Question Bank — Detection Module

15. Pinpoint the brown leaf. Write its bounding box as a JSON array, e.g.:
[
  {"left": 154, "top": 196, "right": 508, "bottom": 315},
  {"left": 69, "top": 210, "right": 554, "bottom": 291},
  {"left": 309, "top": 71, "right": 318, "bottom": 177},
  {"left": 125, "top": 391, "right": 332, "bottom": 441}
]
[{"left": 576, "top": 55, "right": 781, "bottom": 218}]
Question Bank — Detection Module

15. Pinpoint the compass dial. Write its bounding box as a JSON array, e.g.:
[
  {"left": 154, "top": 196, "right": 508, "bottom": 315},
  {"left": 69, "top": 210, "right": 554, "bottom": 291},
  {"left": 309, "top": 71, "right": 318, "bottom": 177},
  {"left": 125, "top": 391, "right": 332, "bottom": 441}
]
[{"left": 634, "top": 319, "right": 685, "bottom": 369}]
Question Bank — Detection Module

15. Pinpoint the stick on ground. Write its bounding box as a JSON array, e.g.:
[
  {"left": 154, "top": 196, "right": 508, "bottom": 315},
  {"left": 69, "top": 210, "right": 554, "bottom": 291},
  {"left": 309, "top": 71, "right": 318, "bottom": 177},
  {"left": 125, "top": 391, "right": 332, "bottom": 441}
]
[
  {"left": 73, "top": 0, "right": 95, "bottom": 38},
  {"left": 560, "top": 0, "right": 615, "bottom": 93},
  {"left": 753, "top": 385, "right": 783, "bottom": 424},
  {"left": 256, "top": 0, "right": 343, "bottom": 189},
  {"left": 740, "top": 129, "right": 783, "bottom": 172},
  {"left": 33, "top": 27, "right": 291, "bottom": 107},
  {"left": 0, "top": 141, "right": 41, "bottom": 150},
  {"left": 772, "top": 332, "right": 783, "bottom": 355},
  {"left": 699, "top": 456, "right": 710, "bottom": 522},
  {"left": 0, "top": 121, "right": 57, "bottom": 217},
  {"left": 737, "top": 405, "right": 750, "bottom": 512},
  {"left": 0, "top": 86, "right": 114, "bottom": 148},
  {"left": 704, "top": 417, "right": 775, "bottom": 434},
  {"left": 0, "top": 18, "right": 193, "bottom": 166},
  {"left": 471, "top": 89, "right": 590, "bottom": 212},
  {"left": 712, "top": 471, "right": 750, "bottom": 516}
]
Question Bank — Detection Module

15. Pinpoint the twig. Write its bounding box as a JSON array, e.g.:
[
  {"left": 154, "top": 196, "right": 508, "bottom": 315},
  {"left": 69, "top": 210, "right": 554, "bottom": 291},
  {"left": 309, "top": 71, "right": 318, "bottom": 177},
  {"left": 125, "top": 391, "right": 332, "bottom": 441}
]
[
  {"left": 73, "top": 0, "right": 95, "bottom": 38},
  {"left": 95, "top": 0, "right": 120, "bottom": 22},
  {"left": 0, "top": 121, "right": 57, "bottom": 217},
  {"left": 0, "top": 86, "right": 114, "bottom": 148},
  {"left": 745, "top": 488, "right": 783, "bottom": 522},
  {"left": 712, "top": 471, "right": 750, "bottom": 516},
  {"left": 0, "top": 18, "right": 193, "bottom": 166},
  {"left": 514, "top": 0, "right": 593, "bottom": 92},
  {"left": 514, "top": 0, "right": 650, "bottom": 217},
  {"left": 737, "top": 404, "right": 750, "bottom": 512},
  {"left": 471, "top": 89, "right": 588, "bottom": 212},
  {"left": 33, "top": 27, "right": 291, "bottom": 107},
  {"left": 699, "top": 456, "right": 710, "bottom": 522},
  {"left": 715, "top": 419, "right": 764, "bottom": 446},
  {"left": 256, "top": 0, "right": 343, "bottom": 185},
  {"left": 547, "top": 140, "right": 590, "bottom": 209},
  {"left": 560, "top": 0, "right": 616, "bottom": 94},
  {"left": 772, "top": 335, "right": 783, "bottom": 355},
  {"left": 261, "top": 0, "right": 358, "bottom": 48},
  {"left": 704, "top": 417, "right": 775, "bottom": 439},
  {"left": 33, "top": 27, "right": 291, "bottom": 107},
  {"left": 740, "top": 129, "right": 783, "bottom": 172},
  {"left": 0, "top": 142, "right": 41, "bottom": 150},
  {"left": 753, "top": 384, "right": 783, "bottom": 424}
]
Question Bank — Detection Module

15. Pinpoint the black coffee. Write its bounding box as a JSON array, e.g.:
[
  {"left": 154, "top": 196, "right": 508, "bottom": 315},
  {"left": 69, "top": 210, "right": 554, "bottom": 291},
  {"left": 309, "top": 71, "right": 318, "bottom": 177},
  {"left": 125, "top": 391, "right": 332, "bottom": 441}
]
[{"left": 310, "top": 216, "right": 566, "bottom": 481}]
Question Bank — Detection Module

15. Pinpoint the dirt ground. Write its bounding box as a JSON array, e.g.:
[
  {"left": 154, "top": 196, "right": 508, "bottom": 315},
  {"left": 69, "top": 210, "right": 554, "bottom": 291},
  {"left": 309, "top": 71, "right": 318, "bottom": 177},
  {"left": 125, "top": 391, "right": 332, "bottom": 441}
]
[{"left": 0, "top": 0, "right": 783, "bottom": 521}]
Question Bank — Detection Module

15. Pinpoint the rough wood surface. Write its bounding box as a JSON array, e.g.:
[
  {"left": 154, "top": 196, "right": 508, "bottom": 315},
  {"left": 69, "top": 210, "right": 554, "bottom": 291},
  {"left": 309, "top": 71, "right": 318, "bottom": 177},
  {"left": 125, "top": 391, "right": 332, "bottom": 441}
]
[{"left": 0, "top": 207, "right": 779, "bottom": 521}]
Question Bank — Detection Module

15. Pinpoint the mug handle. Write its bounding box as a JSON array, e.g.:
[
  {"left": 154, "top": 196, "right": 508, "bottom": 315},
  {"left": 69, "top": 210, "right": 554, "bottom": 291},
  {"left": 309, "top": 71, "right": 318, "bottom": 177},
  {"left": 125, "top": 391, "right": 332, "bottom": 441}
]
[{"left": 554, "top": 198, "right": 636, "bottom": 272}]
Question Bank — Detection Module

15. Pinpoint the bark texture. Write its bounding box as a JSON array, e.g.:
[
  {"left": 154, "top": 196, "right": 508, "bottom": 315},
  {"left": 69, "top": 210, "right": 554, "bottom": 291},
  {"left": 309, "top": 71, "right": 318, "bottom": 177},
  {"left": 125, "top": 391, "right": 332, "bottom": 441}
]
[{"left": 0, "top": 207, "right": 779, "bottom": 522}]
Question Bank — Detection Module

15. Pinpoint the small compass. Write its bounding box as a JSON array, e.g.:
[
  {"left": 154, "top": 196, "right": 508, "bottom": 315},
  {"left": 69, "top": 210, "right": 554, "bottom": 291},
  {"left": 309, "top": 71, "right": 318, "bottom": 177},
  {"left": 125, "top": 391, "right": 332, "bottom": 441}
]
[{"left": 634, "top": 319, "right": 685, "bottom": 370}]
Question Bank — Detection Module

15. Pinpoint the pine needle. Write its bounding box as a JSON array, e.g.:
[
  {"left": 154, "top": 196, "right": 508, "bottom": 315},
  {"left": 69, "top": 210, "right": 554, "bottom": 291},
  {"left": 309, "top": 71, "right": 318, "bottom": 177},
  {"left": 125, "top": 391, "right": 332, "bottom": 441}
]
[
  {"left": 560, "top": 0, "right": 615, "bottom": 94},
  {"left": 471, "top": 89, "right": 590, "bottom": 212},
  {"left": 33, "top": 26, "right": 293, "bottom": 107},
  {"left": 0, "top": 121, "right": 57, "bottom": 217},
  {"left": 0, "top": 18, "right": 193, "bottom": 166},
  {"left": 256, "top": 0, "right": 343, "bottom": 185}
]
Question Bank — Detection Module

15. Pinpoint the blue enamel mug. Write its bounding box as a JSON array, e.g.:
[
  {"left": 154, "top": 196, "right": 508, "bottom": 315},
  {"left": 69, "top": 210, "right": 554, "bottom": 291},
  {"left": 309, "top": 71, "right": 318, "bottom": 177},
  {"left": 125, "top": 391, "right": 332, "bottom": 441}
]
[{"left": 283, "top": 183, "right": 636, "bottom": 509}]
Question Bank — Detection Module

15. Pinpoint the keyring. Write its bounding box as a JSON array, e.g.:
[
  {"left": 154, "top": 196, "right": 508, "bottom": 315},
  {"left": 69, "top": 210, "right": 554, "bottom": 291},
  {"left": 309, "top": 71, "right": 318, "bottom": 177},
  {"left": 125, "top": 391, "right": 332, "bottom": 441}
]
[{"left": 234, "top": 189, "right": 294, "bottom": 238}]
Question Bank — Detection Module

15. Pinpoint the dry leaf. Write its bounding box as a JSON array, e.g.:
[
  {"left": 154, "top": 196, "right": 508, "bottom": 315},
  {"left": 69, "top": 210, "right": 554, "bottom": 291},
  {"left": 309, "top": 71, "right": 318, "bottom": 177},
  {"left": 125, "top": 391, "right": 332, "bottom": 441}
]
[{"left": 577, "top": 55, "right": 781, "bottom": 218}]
********
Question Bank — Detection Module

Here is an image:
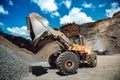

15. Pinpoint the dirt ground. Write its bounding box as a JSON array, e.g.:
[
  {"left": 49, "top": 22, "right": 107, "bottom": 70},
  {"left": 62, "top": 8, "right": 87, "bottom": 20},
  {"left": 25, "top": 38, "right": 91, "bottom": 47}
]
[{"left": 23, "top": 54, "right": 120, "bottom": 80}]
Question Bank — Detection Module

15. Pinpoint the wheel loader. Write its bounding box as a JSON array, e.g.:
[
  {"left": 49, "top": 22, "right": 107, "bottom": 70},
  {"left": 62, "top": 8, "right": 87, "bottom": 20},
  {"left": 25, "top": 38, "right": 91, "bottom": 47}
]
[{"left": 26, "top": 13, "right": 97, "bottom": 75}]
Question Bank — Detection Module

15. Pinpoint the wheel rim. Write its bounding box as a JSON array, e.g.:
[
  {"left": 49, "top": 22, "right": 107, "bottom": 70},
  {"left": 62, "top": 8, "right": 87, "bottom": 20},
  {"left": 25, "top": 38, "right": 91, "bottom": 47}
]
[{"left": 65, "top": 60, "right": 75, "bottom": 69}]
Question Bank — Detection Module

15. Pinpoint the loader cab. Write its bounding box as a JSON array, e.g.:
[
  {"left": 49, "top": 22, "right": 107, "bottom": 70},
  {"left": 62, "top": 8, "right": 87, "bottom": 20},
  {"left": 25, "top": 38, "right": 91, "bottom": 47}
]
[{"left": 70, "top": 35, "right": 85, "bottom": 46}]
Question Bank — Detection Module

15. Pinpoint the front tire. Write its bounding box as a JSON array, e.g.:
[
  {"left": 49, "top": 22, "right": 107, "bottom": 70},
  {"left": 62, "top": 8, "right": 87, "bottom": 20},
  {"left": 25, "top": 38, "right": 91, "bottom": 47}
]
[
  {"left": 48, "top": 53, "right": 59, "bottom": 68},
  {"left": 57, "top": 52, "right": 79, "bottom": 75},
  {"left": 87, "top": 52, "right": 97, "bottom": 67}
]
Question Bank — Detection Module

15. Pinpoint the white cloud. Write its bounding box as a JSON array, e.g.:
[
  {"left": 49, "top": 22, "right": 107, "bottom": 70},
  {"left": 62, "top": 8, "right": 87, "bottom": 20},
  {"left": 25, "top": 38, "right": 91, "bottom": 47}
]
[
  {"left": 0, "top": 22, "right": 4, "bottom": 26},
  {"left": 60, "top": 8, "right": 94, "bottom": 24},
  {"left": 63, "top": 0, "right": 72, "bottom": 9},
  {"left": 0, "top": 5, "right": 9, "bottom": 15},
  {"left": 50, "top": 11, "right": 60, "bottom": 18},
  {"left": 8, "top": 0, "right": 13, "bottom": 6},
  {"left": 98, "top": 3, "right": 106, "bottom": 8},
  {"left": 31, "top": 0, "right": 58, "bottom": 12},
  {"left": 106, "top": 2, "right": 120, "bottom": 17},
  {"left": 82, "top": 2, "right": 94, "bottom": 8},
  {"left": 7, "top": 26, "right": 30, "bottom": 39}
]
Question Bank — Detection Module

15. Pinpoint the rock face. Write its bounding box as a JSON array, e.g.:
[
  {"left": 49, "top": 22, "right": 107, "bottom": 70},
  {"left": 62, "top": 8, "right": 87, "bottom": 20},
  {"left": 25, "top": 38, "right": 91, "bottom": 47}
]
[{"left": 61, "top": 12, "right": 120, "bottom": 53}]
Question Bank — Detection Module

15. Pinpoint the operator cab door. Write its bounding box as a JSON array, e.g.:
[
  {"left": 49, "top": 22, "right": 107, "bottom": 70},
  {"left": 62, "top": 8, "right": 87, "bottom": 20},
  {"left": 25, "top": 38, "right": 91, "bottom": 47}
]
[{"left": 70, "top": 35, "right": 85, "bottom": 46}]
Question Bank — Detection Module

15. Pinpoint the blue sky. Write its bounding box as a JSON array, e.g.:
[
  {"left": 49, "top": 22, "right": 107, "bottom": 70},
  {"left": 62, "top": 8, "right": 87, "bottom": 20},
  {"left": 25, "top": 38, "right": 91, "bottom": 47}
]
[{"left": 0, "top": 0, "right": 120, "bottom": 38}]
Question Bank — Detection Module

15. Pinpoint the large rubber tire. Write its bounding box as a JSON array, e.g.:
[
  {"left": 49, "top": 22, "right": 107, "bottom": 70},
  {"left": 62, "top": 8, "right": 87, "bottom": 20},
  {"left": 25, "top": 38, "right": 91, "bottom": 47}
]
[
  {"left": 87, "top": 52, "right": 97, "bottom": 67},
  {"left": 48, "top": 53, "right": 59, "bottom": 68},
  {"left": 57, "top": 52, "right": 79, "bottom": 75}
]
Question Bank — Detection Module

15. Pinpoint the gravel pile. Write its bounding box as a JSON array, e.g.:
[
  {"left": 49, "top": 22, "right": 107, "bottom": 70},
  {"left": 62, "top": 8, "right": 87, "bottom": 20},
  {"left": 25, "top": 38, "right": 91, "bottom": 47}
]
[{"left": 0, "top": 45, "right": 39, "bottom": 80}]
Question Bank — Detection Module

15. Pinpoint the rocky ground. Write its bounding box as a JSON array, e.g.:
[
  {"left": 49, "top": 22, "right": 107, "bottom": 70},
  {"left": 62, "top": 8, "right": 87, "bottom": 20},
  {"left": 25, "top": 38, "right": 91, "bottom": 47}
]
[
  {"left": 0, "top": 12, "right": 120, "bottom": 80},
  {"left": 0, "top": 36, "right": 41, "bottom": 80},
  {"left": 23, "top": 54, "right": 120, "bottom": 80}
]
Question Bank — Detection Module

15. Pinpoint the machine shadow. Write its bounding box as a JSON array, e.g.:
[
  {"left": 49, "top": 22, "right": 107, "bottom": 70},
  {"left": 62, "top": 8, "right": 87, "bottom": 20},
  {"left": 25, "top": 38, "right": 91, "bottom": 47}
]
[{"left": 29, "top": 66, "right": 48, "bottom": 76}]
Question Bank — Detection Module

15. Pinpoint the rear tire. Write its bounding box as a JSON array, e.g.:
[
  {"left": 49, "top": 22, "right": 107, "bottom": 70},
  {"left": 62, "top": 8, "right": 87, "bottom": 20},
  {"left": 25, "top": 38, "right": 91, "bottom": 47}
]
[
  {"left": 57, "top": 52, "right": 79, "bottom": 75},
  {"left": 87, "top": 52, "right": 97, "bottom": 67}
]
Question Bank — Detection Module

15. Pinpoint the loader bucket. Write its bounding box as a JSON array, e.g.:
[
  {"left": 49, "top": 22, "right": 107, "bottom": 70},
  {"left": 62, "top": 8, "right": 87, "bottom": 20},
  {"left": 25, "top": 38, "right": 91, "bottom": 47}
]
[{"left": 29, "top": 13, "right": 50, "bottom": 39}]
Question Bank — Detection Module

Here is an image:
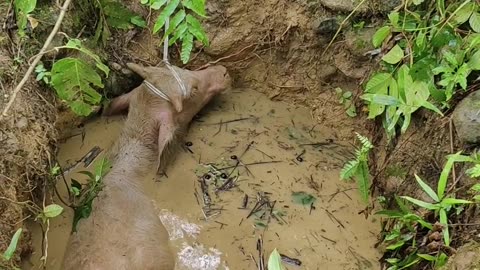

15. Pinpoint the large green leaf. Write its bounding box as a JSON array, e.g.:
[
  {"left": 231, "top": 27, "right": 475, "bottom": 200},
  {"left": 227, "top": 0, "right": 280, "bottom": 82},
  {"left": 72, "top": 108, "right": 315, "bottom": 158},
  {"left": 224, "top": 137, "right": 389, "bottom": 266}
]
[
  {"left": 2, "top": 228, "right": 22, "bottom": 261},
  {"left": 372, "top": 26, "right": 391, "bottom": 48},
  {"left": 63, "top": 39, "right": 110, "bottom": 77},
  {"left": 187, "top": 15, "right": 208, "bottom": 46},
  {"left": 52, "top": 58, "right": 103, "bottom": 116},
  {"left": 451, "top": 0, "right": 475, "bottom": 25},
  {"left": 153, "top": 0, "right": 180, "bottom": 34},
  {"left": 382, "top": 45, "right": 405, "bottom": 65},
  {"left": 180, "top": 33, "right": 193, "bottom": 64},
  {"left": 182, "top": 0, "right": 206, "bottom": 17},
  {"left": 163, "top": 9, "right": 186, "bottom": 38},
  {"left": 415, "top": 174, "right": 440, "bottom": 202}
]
********
#### TASK TO COMPLETE
Report every line in the rows above that contains the word "large", copying each line in full. Match case.

#### TASK RESPONSE
15. Pinpoint the large rubber tire. Write its bounding box as a JSON array, e.g.:
15. Pinpoint the large green leaf. Write its bounding box as a JSON array, e.g.:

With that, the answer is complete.